# Page text
----
What's that bird of prey?

Blink and you’ll miss it! Sparrowhawks, peregrine falcons and goshawks are agile hunters that are supremely adapted to their environments.

They’re all very fast-moving birds, so identifying them can be a challenge. If you’re in a garden, it’s likely to be a sparrowhawk, as peregrine falcons prefer high vantage points such as sea cliffs (or cathedrals, in urban areas). Goshawks are secretive birds and rarely seen, though they’re making a comeback.

Sparrowhawk, ghost of the garden

Identification

  • Males have a blue/grey back and orange chests.
  • Females are brown/grey on top with pale chests.
  • Both have heavily barred chests and striking yellow eyes.
  • They’re mostly seen as single birds, often flying through gardens at high speed.

Call/Song

They’re usually silent, but can make a variety of noises, particularly around the breeding season.  Their main call resembles "kekekeke" or "kewkewkewkew".

Behaviour

Sparrowhawks are woodland birds that have adapted to urban green spaces. They’re fast and agile and hunt by surprise, using buildings and plants as cover before popping out at the last moment to catch their prey.

They’re particularly drawn to the populations of small birds that cluster around our feeders and bird tables, and this can lead to upsetting encounters. However, predator and prey relationships are a necessary part of any ecosystem, and the actions of sparrowhawks are not having a negative impact on garden bird populations.
----
# Location annotation dataset excerpts
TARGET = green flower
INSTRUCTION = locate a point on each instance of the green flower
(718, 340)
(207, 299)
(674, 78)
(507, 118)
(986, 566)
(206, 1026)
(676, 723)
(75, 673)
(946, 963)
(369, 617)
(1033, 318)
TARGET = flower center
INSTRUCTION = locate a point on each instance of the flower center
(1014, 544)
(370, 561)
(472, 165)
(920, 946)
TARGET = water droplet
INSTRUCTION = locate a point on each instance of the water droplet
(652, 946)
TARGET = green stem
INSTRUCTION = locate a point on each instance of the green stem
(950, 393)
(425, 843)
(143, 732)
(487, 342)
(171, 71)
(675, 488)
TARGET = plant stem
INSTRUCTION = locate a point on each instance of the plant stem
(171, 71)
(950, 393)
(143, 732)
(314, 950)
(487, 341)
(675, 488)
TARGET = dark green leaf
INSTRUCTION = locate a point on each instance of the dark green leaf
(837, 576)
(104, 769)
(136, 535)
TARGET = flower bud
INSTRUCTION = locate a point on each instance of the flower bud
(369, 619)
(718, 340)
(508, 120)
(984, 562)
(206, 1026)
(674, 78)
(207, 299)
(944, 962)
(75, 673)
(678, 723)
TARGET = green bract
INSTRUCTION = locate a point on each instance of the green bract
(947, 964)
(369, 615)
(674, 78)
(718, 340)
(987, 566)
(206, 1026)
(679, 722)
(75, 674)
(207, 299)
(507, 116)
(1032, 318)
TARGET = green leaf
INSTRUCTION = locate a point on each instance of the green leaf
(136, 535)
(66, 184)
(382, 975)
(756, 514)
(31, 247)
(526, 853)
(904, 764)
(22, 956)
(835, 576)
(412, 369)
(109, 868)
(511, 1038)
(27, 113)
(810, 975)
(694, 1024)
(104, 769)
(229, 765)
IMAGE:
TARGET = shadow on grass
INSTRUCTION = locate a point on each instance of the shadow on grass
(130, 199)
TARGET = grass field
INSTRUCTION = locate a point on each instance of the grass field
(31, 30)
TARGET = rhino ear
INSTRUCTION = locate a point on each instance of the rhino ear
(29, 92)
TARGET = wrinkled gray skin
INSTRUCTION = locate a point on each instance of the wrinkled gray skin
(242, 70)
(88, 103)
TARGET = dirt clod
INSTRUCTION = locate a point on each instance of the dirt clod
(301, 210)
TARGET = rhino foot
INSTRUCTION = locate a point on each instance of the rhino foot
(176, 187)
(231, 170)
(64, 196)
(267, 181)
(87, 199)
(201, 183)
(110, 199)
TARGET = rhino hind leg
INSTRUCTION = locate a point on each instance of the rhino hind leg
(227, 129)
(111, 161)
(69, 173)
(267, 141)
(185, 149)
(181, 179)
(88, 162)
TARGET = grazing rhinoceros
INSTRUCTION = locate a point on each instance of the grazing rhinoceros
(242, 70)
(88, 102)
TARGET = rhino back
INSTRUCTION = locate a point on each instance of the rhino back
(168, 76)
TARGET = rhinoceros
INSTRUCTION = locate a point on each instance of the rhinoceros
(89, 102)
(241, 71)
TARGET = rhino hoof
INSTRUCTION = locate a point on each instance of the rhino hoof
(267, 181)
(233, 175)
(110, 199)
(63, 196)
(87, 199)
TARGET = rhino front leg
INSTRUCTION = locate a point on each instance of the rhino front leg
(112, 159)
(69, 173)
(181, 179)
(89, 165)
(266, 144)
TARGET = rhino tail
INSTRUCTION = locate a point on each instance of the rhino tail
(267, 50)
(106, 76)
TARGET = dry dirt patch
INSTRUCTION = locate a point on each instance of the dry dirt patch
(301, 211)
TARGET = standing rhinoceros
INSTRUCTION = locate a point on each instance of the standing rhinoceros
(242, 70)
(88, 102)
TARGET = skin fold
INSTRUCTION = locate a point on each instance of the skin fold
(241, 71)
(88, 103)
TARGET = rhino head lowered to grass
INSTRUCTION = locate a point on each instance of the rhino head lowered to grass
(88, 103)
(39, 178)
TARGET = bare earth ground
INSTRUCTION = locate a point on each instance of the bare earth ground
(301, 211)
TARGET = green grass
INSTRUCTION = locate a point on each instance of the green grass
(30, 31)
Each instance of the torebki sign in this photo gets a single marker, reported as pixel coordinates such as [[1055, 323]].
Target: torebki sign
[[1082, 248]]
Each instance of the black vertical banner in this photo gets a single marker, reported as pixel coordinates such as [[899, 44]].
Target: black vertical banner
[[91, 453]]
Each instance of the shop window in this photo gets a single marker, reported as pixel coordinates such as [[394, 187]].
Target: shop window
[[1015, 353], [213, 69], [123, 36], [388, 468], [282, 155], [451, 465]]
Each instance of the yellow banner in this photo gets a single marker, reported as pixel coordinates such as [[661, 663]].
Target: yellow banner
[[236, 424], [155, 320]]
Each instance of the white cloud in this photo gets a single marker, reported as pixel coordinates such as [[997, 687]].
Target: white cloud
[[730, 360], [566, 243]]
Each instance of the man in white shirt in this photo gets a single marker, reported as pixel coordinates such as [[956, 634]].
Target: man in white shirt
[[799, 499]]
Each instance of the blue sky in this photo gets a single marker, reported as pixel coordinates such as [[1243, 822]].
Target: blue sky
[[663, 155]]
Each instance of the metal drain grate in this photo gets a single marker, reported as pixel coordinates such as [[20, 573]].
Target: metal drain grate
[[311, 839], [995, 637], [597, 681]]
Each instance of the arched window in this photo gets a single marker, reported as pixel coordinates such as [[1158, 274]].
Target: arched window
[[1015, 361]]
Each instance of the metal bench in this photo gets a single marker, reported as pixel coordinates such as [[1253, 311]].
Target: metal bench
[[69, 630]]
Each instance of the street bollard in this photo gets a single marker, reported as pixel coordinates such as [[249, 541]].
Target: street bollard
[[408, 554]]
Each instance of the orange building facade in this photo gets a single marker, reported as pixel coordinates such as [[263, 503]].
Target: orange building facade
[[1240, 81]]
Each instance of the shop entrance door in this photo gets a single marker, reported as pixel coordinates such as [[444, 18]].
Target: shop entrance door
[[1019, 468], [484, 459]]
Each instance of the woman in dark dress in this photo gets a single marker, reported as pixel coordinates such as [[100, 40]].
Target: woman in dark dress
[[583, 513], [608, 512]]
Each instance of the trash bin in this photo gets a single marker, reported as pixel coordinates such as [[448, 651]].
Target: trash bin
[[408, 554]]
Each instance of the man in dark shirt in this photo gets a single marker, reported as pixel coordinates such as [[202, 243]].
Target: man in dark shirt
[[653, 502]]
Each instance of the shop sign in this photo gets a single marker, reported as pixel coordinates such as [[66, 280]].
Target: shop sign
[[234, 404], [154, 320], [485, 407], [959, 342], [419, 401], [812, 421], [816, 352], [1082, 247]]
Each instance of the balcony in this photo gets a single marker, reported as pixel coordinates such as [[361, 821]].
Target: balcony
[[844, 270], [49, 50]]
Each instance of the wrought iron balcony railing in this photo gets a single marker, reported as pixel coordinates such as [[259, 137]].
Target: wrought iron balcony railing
----
# What you will do
**A.** In the bird of prey text, copy word for word the part that opens with the words containing "They’re usually silent, but" and closes with "garden bird populations.".
**B.** Continue the bird of prey text from where it stops.

# Answers in order
**A.**
They’re usually silent, but can make a variety of noises, particularly around the breeding season.  Their main call resembles "kekekeke" or "kewkewkewkew".

Behaviour

Sparrowhawks are woodland birds that have adapted to urban green spaces. They’re fast and agile and hunt by surprise, using buildings and plants as cover before popping out at the last moment to catch their prey.

They’re particularly drawn to the populations of small birds that cluster around our feeders and bird tables, and this can lead to upsetting encounters. However, predator and prey relationships are a necessary part of any ecosystem, and the actions of sparrowhawks are not having a negative impact on garden bird populations.

**B.**
Nesting

Although quite a secretive and solitary bird during most of the year, during the breeding season, sparrowhawks
can sometimes be seen putting on an impressive flap and dive display flight. Nests are built of twigs in large
trees, and the males bring food to the females while the eggs are incubated. She’ll then share in the feeding
duties of the four or five chicks. 

Where to look

Sparrowhawks are widespread across almost all of the UK in mixed woodland, farmland and gardens. They’re very fast moving, and you may only be alerted to their presence by alarm calls or the sudden scattering of other birds from your feeders. Sometimes you’ll see them trying to hunt birds that have taken shelter in bushes, and if they catch something, they may also stay and pluck it. Away from gardens, they mostly hunt along woodland edges and hedgerows. They have a distinctive ‘flap-flap-glide’ flight pattern, which can help with identification. There are 30,500 pairs or 61,000 individual birds in the UK. 

Female sparrowhawk | The RSPB

Sparrowhawk call audio

Sophie Neill, Xeno-Canto

Peregrine falcon, the speedy hunter

Identification

  • Peregrines are a large and powerful falcon.
  • They are blue-grey above, with a blackish top of head and a black ‘moustache’.
  • They have long, pointed wings and a short tail.
  • They have a finely-barred breast.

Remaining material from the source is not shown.